**課題の内容:** 説教要旨の「ヤイロという人が、イエスの足」から「きなさい」と宣言したのです。」までを、一字も変えずに書き写してください。

**抜粋:**
■ ■ ■ ■
2023年4月2日「恐れることはない。ただ信じなさい。」

○金 南錫牧師   ルカによる福音書8章40-56節

ヤイロという人が、イエスの足もとにひれ伏し、自分の家に来てくださるように願いました。それは、12歳ぐらいの一人娘が死にかけていたからです。イエスがそこに向かう途中で、12年間も出血が止まらない病を患っていた女が群衆の中に紛れ込んで、後ろからイエスの服の房に触れたのです。イエスは自分の内から力が出て行ったのを感じて「わたしに触れたのはだれか」と言われました。彼女は隠しきれないと知って、震えながら進み出てひれ伏し、触れた理由とたちまちいやされた次第とを皆の前で証しました。イエスは彼女に「娘よ、あなたの信仰があなたを救った。安心して行きなさい」と宣言したのです。

この救いの出来事を目撃していたヤイロに「お嬢さんは亡くなりました。・・・」との知らせが届きました。ヤイロは途中で出血の止まらない女の割り込みがなければ、助かったかも知れないと思ったのかも知れません。この時、イエスは会堂長ヤイロに「恐れることはない。ただ信じなさい」と語りかけたのです。それは、想定外の出来事が起こっても、先のことを神に、主イエスに委ねていくことです。

2023年3月19日「神があなたになさること」

○金 南錫牧師   ルカによる福音書8章26-39節

悪霊に取りつかれている男が、イエスを見ると、わめきながらひれ伏し、大声で叫びました。「いと高き神の子イエス、かまわないでくれ。頼むから、苦しめないでほしい」。それは「イエスが、汚れた霊に男から出るように命じられたからである」とあります。悪霊たちは、豚が自分たちの新しい居場所として適していると思ったのでしょうか。「悪霊どもが豚の中に入る許しを願うと、イエスはお赦しになった」とあります(31節)。悪霊たちは男から出て行き、豚の群れに入ります。すると、豚の群れは崖を下って湖になだれ込み、おぼれ死んだのです。
■ ■ ■ ■
**記録データ:**
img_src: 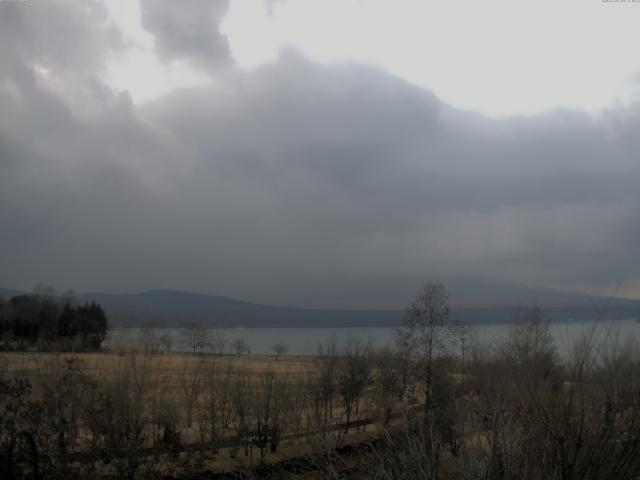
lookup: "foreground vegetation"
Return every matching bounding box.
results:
[0,285,640,480]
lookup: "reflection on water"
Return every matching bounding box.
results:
[106,320,640,355]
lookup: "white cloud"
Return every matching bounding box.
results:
[221,0,640,116]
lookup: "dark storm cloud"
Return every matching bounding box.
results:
[140,0,231,68]
[0,2,640,306]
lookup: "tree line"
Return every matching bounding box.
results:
[0,284,640,480]
[0,293,108,350]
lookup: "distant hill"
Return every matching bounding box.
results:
[0,288,640,328]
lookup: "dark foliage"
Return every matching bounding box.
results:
[0,294,108,350]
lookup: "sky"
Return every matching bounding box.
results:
[0,0,640,308]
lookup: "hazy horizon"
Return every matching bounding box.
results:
[0,0,640,309]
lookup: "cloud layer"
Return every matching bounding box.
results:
[0,1,640,307]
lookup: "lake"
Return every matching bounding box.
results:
[106,320,640,355]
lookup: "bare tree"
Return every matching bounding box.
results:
[338,339,371,433]
[396,283,455,420]
[181,322,210,353]
[271,343,289,361]
[211,330,227,356]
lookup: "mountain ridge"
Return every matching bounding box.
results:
[5,288,640,328]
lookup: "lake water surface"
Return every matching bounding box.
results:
[107,320,640,355]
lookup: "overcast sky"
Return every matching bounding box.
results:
[0,0,640,308]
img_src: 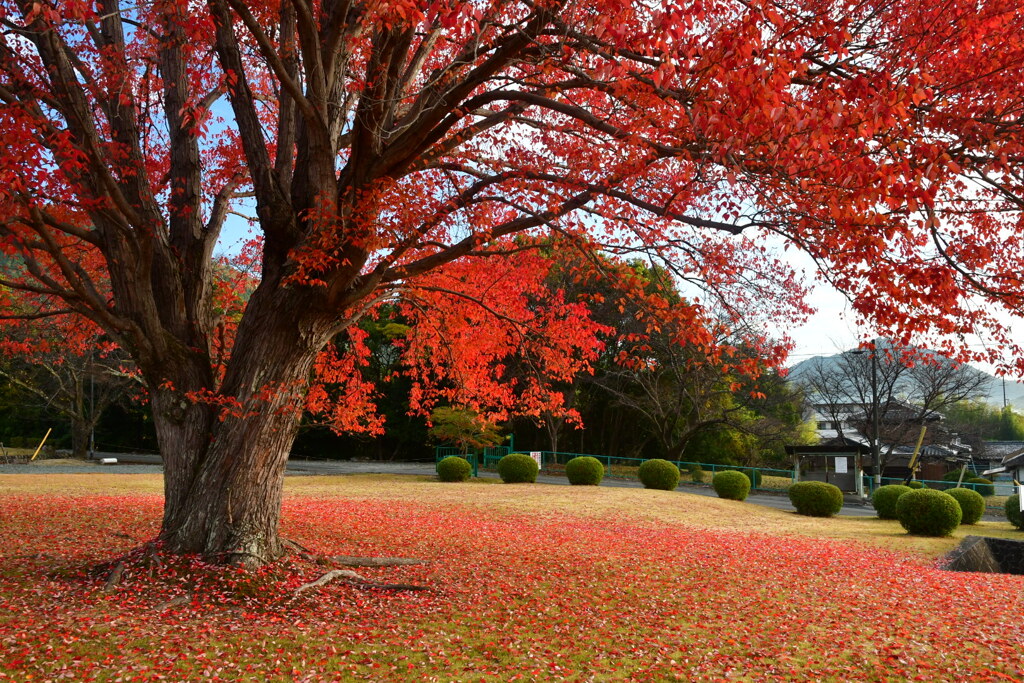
■ ■ ■ ■
**この課題の解答:**
ヤイロという人が、イエスの足もとにひれ伏し、自分の家に来てくださるように願いました。それは、12歳ぐらいの一人娘が死にかけていたからです。イエスがそこに向かう途中で、12年間も出血が止まらない病を患っていた女が群衆の中に紛れ込んで、後ろからイエスの服の房に触れたのです。イエスは自分の内から力が出て行ったのを感じて「わたしに触れたのはだれか」と言われました。彼女は隠しきれないと知って、震えながら進み出てひれ伏し、触れた理由とたちまちいやされた次第とを皆の前で証しました。イエスは彼女に「娘よ、あなたの信仰があなたを救った。安心して行きなさい」と宣言したのです。